Goal
Rewrite the rows below as a numbered list, leaving out any blank lines.

▬▬▬▬▬▬▬▬▬▬

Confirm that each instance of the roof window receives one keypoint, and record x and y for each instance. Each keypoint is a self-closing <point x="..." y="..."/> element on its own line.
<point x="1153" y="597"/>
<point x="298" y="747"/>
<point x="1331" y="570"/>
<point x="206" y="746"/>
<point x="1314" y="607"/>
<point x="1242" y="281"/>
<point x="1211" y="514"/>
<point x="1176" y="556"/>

▬▬▬▬▬▬▬▬▬▬

Answer for this exercise
1. Confirm that each instance of the roof window receives one keypoint, and record x and y for each instance. Each keypoint is a self-closing <point x="..." y="..."/> element on its own line.
2. <point x="1153" y="597"/>
3. <point x="298" y="747"/>
4. <point x="1331" y="570"/>
5. <point x="206" y="746"/>
6. <point x="1314" y="607"/>
7. <point x="1242" y="281"/>
8. <point x="1211" y="514"/>
9. <point x="1176" y="556"/>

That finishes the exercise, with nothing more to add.